* begin Raw data *
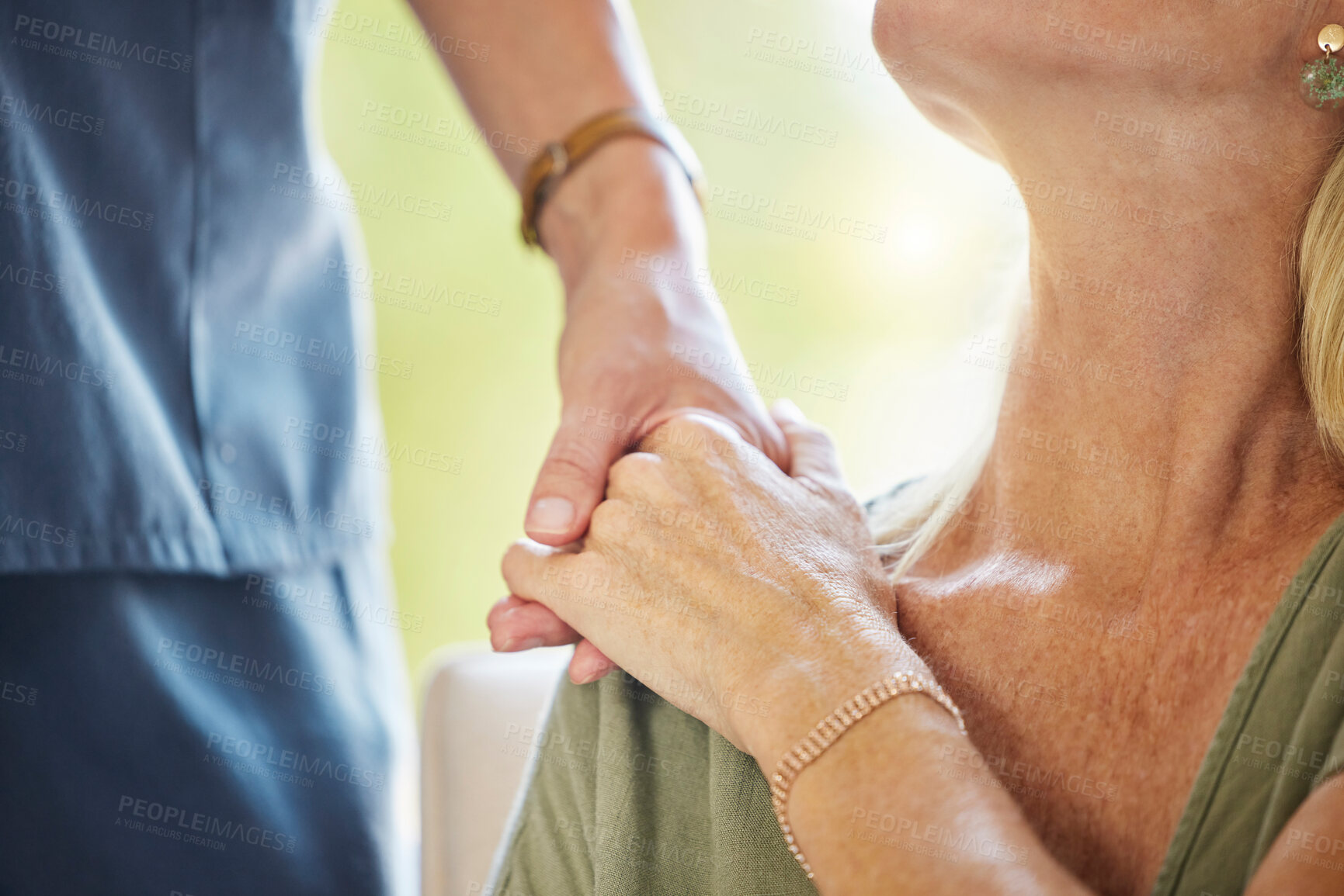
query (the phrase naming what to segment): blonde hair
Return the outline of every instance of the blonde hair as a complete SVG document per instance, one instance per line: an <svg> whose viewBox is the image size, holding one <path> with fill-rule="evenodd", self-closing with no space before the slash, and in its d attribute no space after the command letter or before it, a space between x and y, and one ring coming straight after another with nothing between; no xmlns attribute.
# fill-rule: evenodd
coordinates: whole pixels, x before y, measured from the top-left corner
<svg viewBox="0 0 1344 896"><path fill-rule="evenodd" d="M1298 239L1298 364L1321 441L1331 454L1344 458L1344 136L1331 152ZM1000 379L1000 390L1003 384ZM995 430L992 420L953 465L870 505L868 528L892 582L966 512Z"/></svg>
<svg viewBox="0 0 1344 896"><path fill-rule="evenodd" d="M1344 454L1344 142L1308 207L1297 254L1298 363L1321 441Z"/></svg>

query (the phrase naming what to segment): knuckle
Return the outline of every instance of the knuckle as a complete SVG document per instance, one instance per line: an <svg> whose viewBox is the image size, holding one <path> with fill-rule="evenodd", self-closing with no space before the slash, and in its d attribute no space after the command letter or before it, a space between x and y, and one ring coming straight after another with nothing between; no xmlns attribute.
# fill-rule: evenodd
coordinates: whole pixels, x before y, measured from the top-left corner
<svg viewBox="0 0 1344 896"><path fill-rule="evenodd" d="M599 449L574 435L555 441L542 465L542 476L597 485L602 481L605 469L606 458Z"/></svg>
<svg viewBox="0 0 1344 896"><path fill-rule="evenodd" d="M656 481L661 463L663 458L646 451L626 454L607 470L607 492L622 494L642 490L648 484Z"/></svg>
<svg viewBox="0 0 1344 896"><path fill-rule="evenodd" d="M593 508L589 532L598 539L628 533L634 524L634 510L625 501L607 500Z"/></svg>

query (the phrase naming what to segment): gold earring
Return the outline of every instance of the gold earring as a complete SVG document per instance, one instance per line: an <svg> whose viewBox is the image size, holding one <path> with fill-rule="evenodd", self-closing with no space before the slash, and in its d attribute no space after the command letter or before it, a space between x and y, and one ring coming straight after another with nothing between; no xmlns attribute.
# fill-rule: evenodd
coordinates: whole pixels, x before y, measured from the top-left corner
<svg viewBox="0 0 1344 896"><path fill-rule="evenodd" d="M1302 66L1302 99L1314 109L1339 109L1344 102L1344 66L1335 54L1344 50L1344 27L1325 26L1316 35L1316 43L1325 58L1312 59Z"/></svg>

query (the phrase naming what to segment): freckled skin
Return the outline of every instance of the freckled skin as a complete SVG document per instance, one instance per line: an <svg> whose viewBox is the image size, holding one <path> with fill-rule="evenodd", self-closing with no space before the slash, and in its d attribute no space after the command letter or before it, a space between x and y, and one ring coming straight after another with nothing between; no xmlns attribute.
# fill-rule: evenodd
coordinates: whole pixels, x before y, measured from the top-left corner
<svg viewBox="0 0 1344 896"><path fill-rule="evenodd" d="M653 447L613 467L582 551L511 551L519 596L492 611L496 635L543 600L573 626L554 642L577 630L664 673L677 684L650 686L767 772L840 700L926 669L970 740L902 697L800 776L790 819L821 892L1148 892L1285 579L1344 510L1285 262L1341 129L1297 95L1298 71L1340 19L1344 1L880 0L888 69L1007 168L1031 220L1031 302L965 512L892 588L805 422L781 423L792 477ZM648 615L630 625L582 588L539 596L560 568L652 598ZM671 609L687 594L710 595L707 613ZM771 712L704 697L724 693ZM1007 790L974 768L1079 785ZM1024 861L949 864L845 834L888 815ZM1344 789L1289 826L1344 838ZM1281 838L1246 892L1340 892L1298 849Z"/></svg>

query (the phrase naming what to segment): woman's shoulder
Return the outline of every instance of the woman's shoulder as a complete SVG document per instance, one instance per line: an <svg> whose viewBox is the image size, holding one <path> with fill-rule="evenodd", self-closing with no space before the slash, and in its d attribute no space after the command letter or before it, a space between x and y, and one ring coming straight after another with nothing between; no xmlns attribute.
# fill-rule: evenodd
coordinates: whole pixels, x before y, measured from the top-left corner
<svg viewBox="0 0 1344 896"><path fill-rule="evenodd" d="M1344 516L1277 586L1154 896L1241 892L1306 798L1344 782Z"/></svg>
<svg viewBox="0 0 1344 896"><path fill-rule="evenodd" d="M560 682L492 896L810 895L755 762L629 673Z"/></svg>

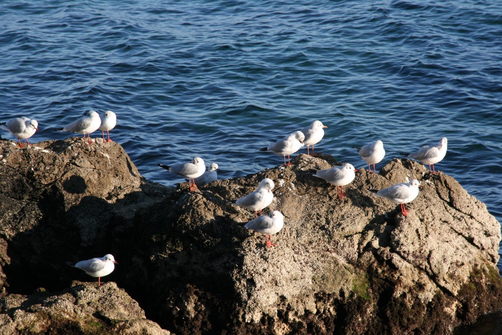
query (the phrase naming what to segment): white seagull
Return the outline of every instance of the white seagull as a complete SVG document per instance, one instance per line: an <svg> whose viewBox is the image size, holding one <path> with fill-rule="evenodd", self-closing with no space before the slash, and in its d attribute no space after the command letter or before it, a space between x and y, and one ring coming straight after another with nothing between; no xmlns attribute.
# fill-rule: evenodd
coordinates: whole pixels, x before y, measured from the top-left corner
<svg viewBox="0 0 502 335"><path fill-rule="evenodd" d="M265 235L267 246L270 248L277 245L272 243L272 235L280 231L284 225L284 216L279 211L272 211L268 215L260 215L249 221L244 225L244 227ZM267 235L269 236L268 239Z"/></svg>
<svg viewBox="0 0 502 335"><path fill-rule="evenodd" d="M101 133L102 133L103 141L113 142L110 138L110 133L108 132L113 129L116 125L117 116L111 110L107 110L103 113L102 115L99 115L99 118L101 119L101 125L98 129L101 130ZM107 140L104 139L105 131L108 134Z"/></svg>
<svg viewBox="0 0 502 335"><path fill-rule="evenodd" d="M24 116L15 117L6 122L0 123L0 128L10 131L17 137L19 141L19 147L22 148L24 145L21 144L21 138L24 138L28 144L31 144L28 138L33 136L35 131L38 130L38 122Z"/></svg>
<svg viewBox="0 0 502 335"><path fill-rule="evenodd" d="M90 134L98 129L101 125L101 119L99 114L95 111L90 110L76 121L66 125L63 128L56 129L58 131L70 131L84 135L84 143L88 145L92 141L91 141ZM85 143L85 134L87 134L88 143Z"/></svg>
<svg viewBox="0 0 502 335"><path fill-rule="evenodd" d="M108 254L103 257L80 261L74 265L71 263L66 264L70 266L83 270L89 276L97 277L97 285L100 286L101 277L111 273L115 268L114 264L116 263L113 256Z"/></svg>
<svg viewBox="0 0 502 335"><path fill-rule="evenodd" d="M327 128L320 121L314 121L308 127L305 127L300 131L305 135L305 139L303 140L303 144L307 145L307 154L310 154L309 152L309 145L312 146L312 155L315 156L314 153L314 144L319 143L319 141L322 139L324 136L324 129L323 128Z"/></svg>
<svg viewBox="0 0 502 335"><path fill-rule="evenodd" d="M284 165L293 165L289 162L289 155L294 153L303 146L303 140L305 135L301 131L291 133L282 139L280 139L273 144L259 150L262 151L272 151L278 156L284 157ZM288 163L286 163L286 156L288 156Z"/></svg>
<svg viewBox="0 0 502 335"><path fill-rule="evenodd" d="M400 204L401 212L405 216L408 216L409 211L405 208L405 204L413 201L418 195L419 188L423 186L416 179L412 179L409 183L394 184L387 189L380 191L370 189L369 191L377 197L385 198L395 204Z"/></svg>
<svg viewBox="0 0 502 335"><path fill-rule="evenodd" d="M194 158L190 163L179 163L171 166L163 164L158 164L158 165L161 168L165 169L169 172L172 172L175 175L188 178L190 191L195 191L195 189L194 188L197 187L194 179L200 177L206 171L206 165L204 160L202 158L198 157ZM194 181L193 186L190 183L191 179L191 181Z"/></svg>
<svg viewBox="0 0 502 335"><path fill-rule="evenodd" d="M357 153L363 159L366 161L368 164L368 170L371 172L370 166L373 164L373 172L376 173L375 170L375 164L380 163L385 156L385 150L384 149L384 142L378 140L371 143L368 143L362 148L354 147L357 150Z"/></svg>
<svg viewBox="0 0 502 335"><path fill-rule="evenodd" d="M448 149L448 140L446 137L443 137L439 143L424 145L420 150L411 153L402 153L409 158L420 160L424 164L429 165L429 172L431 174L437 174L434 170L434 164L440 161L444 158ZM432 171L431 171L431 164L432 164Z"/></svg>
<svg viewBox="0 0 502 335"><path fill-rule="evenodd" d="M218 174L216 171L219 171L218 169L218 164L216 163L211 163L209 165L207 171L204 172L202 176L193 180L194 183L196 183L199 185L205 185L206 184L212 183L218 180Z"/></svg>
<svg viewBox="0 0 502 335"><path fill-rule="evenodd" d="M232 200L230 203L250 211L255 211L255 216L258 217L257 211L260 211L261 215L262 210L272 203L274 194L272 190L275 186L272 179L265 178L260 182L256 191L236 200Z"/></svg>
<svg viewBox="0 0 502 335"><path fill-rule="evenodd" d="M343 187L352 182L355 178L355 173L359 171L355 169L352 164L345 163L341 166L334 166L331 169L319 170L312 175L315 177L324 179L328 183L336 186L336 192L338 199L341 199L347 195L343 193ZM341 188L341 194L338 190L338 187Z"/></svg>

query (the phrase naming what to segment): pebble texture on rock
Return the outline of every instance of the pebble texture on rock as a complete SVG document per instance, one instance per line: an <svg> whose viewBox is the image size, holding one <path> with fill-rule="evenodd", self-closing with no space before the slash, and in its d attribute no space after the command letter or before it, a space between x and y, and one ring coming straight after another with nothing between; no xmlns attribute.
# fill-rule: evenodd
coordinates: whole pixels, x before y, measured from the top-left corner
<svg viewBox="0 0 502 335"><path fill-rule="evenodd" d="M362 169L342 200L312 176L340 164L323 154L189 192L145 180L117 143L79 139L0 141L4 294L91 282L56 260L110 253L119 264L103 281L178 334L449 334L502 306L499 224L417 162ZM285 216L270 248L235 224L254 213L227 201L265 178L276 187L264 213ZM407 217L367 191L413 178L424 187Z"/></svg>

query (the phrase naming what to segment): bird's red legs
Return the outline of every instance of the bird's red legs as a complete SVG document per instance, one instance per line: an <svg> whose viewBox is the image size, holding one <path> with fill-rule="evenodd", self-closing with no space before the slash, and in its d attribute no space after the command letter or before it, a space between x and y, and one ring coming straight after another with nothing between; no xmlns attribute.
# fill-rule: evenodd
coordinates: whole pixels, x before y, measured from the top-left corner
<svg viewBox="0 0 502 335"><path fill-rule="evenodd" d="M275 244L275 243L272 243L272 235L269 235L269 238L270 240L270 241L269 241L269 240L267 239L267 235L265 235L265 242L267 243L267 247L268 247L269 248L270 248L271 247L272 247L272 246L275 247L277 245L277 244Z"/></svg>
<svg viewBox="0 0 502 335"><path fill-rule="evenodd" d="M336 193L338 194L338 199L341 200L342 199L343 199L344 197L347 196L347 194L343 193L343 187L340 186L339 187L342 190L342 193L341 194L340 194L340 192L338 191L338 187L339 187L338 186L336 187Z"/></svg>
<svg viewBox="0 0 502 335"><path fill-rule="evenodd" d="M408 213L410 213L409 211L407 211L406 209L405 208L404 204L401 204L401 212L405 216L408 216Z"/></svg>

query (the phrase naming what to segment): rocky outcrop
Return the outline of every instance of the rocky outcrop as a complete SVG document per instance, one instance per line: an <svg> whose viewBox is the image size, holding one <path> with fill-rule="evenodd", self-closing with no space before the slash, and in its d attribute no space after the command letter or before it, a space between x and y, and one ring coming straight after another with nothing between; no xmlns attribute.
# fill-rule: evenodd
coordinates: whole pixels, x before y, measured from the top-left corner
<svg viewBox="0 0 502 335"><path fill-rule="evenodd" d="M111 253L103 280L179 334L448 334L502 305L499 223L416 162L361 170L341 201L312 176L339 164L322 154L189 192L145 180L120 145L97 140L0 141L4 295L90 281L63 261ZM276 184L265 212L285 216L271 248L235 224L254 214L227 201L265 178ZM407 217L367 191L412 178L424 187Z"/></svg>

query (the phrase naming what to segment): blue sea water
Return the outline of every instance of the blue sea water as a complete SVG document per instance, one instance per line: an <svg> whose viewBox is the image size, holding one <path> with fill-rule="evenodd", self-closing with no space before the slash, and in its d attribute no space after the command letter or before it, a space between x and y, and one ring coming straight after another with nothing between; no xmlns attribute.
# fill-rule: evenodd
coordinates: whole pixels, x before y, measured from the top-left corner
<svg viewBox="0 0 502 335"><path fill-rule="evenodd" d="M379 170L445 136L436 168L502 221L502 2L3 0L0 22L0 120L37 119L32 141L111 110L110 137L173 185L158 163L256 173L316 119L316 150L356 168L353 146L383 140Z"/></svg>

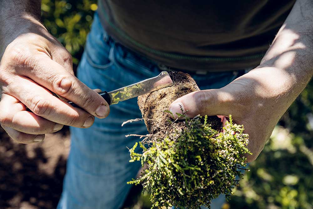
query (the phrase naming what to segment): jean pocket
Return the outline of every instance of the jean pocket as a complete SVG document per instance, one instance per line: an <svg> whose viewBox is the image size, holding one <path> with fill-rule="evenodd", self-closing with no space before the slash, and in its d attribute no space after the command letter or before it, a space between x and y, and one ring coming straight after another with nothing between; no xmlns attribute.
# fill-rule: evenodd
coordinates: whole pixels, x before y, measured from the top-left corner
<svg viewBox="0 0 313 209"><path fill-rule="evenodd" d="M114 44L101 47L94 47L87 43L85 49L86 59L92 67L101 69L108 68L113 64L112 59ZM105 47L103 47L105 46Z"/></svg>

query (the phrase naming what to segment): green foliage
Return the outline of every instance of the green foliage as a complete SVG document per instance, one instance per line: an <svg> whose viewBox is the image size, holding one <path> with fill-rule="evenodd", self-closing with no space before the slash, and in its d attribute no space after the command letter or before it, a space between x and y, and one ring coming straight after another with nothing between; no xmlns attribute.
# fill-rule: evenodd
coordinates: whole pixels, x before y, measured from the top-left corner
<svg viewBox="0 0 313 209"><path fill-rule="evenodd" d="M243 176L248 135L242 126L233 123L231 116L223 133L212 129L207 118L203 123L201 117L186 118L187 128L181 133L139 142L142 154L135 152L137 143L130 150L130 162L141 161L147 167L127 183L142 184L151 194L153 207L209 207L211 200L221 194L229 195L239 185L236 177Z"/></svg>
<svg viewBox="0 0 313 209"><path fill-rule="evenodd" d="M313 208L312 92L311 81L250 164L231 208Z"/></svg>

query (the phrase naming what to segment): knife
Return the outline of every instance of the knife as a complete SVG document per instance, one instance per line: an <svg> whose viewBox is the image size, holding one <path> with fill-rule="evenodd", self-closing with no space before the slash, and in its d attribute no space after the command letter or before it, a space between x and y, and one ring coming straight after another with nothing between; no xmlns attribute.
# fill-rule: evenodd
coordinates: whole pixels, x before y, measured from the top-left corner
* end Raw data *
Output the listing as a numbered list, from the line with "query (the phrase naming what to segment): blue" to the line with "44L101 47L94 47L87", both included. Omit blank lines and pictures.

▸ **Output of the exercise**:
1. query (the phrase naming what to segment): blue sea water
2. Return the outline of every instance of the blue sea water as a complete SVG document per instance, one instance per line: an <svg> whose viewBox is the image size, holding one <path> with fill-rule="evenodd", self-closing with no space before the slash, and in its d attribute no space after the command letter or before it, a space between x and y, and one ring coming straight after another with nothing between; no xmlns attribute.
3. # fill-rule: evenodd
4. coordinates: whole pixels, x before y, measured from the top-left corner
5. <svg viewBox="0 0 502 335"><path fill-rule="evenodd" d="M379 170L445 136L436 168L502 221L502 2L3 0L0 22L0 120L37 119L32 141L111 110L110 137L173 185L158 163L256 173L316 119L316 150L356 168L353 146L383 140Z"/></svg>
6. query (the phrase naming what to segment): jean pocket
7. Return the outline of every instance of the jean pocket as a complete SVG document per instance, one instance per line: an <svg> whose viewBox is the image size, holding one <path> with fill-rule="evenodd", self-closing with no space before the slash, and in its d attribute no space after the command letter or before it, a space between x and y, and one ring coming straight after another with nothing between; no xmlns attribute.
8. # fill-rule: evenodd
9. coordinates: whole pixels, x before y, measured from the top-left corner
10. <svg viewBox="0 0 313 209"><path fill-rule="evenodd" d="M114 44L101 47L94 47L87 43L85 49L86 59L92 67L101 69L108 68L113 64L112 59ZM105 47L103 47L105 46Z"/></svg>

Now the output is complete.